▶ [Consegna 1] Nel testo sul dipartimento riabilitativo della Casa di Cura Palazzolo, quante persone tra medici e infermieri fanno parte del dipartimento?
▶ [Consegna 2] Prosegui il testo sul dipartimento riabilitativo della Casa di Cura Palazzolo a partire dall'ultima frase riportata.

Una singolarizzazione delle cure e delle terapie: ne parlano il fisiatra Bernardini e la caposala Begnigna del dipartimento riabilitativo della Casa di Cura Palazzolo di Bergamo.

Un approccio più umano, familiarizzato. E una singolarizzazione delle cure e delle terapie. È quello che contraddistingue il metodo di lavoro del dipartimento riabilitativo della Casa di Cura Palazzolo di via San Bernardino a Bergamo. Sono all’incirca 50 le persone tra medici e infermieri che ve ne fanno parte: “Questo perché ogni paziente parla la sua lingua – spiega la dottoressa Silvia Begnigna, caposala del reparto -. Ci consideriamo degli interpreti, dei mediatori che cercano di farsi carico di tutte le richieste del paziente”.

Lì vengono accolti soprattutto anziani, persone con patologie neurologiche quali il parkinson, esiti di ischemia celebrale, esiti fratturativi, esiti di polineuropatie, ma anche semplici traumi e cadute che per un anziano possono diventare un ostacolo difficile da superare, in alcuni casi insormontabile.

“L’obiettivo è quello di creare una sanità su misura ai bisogni delle persone”, continua il dottor Guido Bernardini, medico fisiatra. Un concetto per nulla scontato: “Accanto alla ricerca nelle scienze sanitarie, crediamo sia nostro compito costruire percorsi di accoglienza umana per curare in modo globale, personalizzato e di promozione umana”.

Voci di dati salvate:
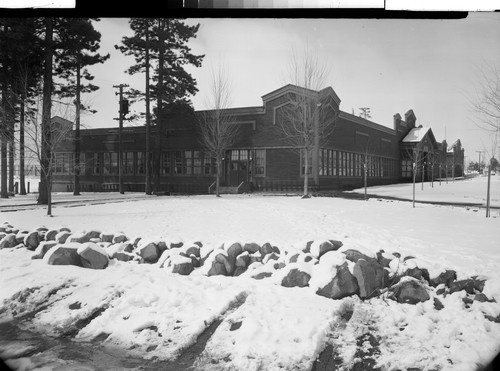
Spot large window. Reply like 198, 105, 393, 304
122, 152, 134, 175
300, 149, 312, 175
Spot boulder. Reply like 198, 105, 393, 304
77, 242, 109, 269
185, 244, 200, 258
0, 233, 17, 249
111, 233, 128, 243
450, 278, 475, 295
316, 262, 359, 300
55, 230, 71, 244
260, 242, 273, 257
243, 242, 260, 254
31, 241, 57, 259
44, 229, 59, 241
281, 268, 311, 287
170, 255, 194, 276
226, 242, 243, 264
262, 252, 279, 264
23, 231, 41, 251
252, 272, 273, 280
207, 260, 227, 277
138, 242, 160, 264
47, 244, 82, 267
429, 269, 457, 287
342, 249, 376, 263
377, 250, 392, 268
99, 233, 114, 243
390, 277, 430, 304
352, 256, 389, 299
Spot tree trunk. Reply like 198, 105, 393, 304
73, 54, 81, 196
215, 156, 222, 197
486, 160, 492, 218
19, 94, 26, 195
144, 25, 151, 195
38, 17, 54, 205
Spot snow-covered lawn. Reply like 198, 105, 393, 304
0, 181, 500, 370
352, 173, 500, 207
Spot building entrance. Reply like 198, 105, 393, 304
226, 149, 250, 187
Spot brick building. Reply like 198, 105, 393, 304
49, 85, 463, 193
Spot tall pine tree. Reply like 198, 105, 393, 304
55, 18, 109, 195
116, 18, 204, 192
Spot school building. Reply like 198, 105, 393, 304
53, 84, 464, 193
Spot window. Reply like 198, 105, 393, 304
135, 152, 146, 174
161, 152, 172, 175
122, 152, 134, 174
193, 151, 202, 175
92, 153, 101, 175
300, 149, 312, 175
174, 151, 182, 175
255, 149, 266, 176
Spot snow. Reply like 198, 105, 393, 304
0, 177, 500, 370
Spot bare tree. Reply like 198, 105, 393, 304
403, 144, 424, 207
277, 46, 338, 198
469, 65, 500, 132
198, 65, 240, 197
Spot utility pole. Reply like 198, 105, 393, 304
113, 84, 128, 194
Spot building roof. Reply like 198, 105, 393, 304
402, 126, 431, 143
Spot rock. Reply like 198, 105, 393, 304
430, 270, 457, 287
260, 242, 273, 257
390, 277, 430, 304
227, 242, 243, 261
281, 268, 311, 287
111, 251, 135, 262
262, 252, 279, 264
55, 231, 71, 244
31, 241, 57, 259
302, 241, 314, 254
474, 292, 493, 303
316, 262, 359, 300
215, 253, 236, 276
23, 231, 40, 251
434, 298, 444, 310
47, 244, 82, 267
243, 242, 260, 254
170, 255, 194, 276
44, 229, 59, 241
0, 233, 17, 249
111, 233, 128, 243
343, 249, 376, 263
138, 244, 160, 264
207, 260, 227, 277
377, 251, 392, 268
450, 278, 474, 295
77, 242, 109, 269
99, 233, 114, 243
404, 267, 430, 282
185, 244, 200, 258
252, 272, 273, 280
352, 256, 389, 299
288, 253, 300, 263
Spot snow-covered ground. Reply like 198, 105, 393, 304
0, 178, 500, 370
352, 173, 500, 207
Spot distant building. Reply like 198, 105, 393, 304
50, 85, 463, 193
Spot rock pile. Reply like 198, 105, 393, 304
0, 223, 490, 309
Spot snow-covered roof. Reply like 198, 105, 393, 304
403, 126, 430, 143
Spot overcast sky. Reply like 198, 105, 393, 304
82, 12, 500, 161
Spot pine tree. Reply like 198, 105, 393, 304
55, 18, 109, 195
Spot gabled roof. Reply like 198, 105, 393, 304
262, 84, 340, 104
402, 126, 436, 143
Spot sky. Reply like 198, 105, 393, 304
77, 12, 500, 161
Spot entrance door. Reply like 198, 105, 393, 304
227, 149, 250, 187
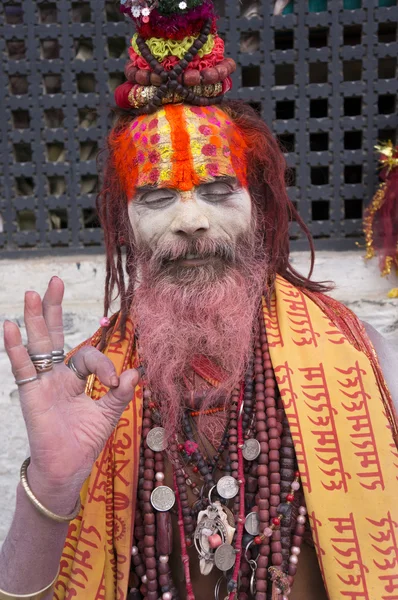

▶ [Risposta 1] All'incirca 50 persone.

▶ [Risposta 2]
Una filosofia, questa, che da sempre contraddistingue l’approccio del reparto riabilitativo, come della casa di cura bergamasca gestita dalle suore Poverelle: “Questo ci permette di avere una marcia in più – continua la dottoressa Begnigna -. Se in un ospedale i pazienti vengono tutti trattati allo stesso modo, inevitabilmente possono sorgere dei problemi. Con il nostro metodo, ogni malato viene chiamato per nome e cognome, e in qualche modo questo contribuisce a farlo sentire a casa”.

Piccole attenzioni che spesso vanno oltre quel che viene normalmente richiesto sul posto di lavoro: “Ci capita di parlare con i pazienti in dialetto bergamasco, organizzare tombolate di reparto e comprare loro dei vestiti nuovi. Cerchiamo persino di accontentarli per quanto riguarda l’alimentazione. A volte, usciamo persino a fare la spesa e portiamo loro quel che ci chiedono”.

Il rischio è che con la lungodegenza dei pazienti ricoverati ci si possa legare a livello affettivo: “Il rischio esiste – conclude il dottor Bernardini -. Ragion per cui bisogna sempre avere ben chiaro il concetto di limite, senza per questo mettere in secondo piano quello di responsabilità. Ogni buon medico ha il dovere di garantire un’esperienza di cura all’insegna dell’accoglienza e del pieno rispetto dell’individuo”.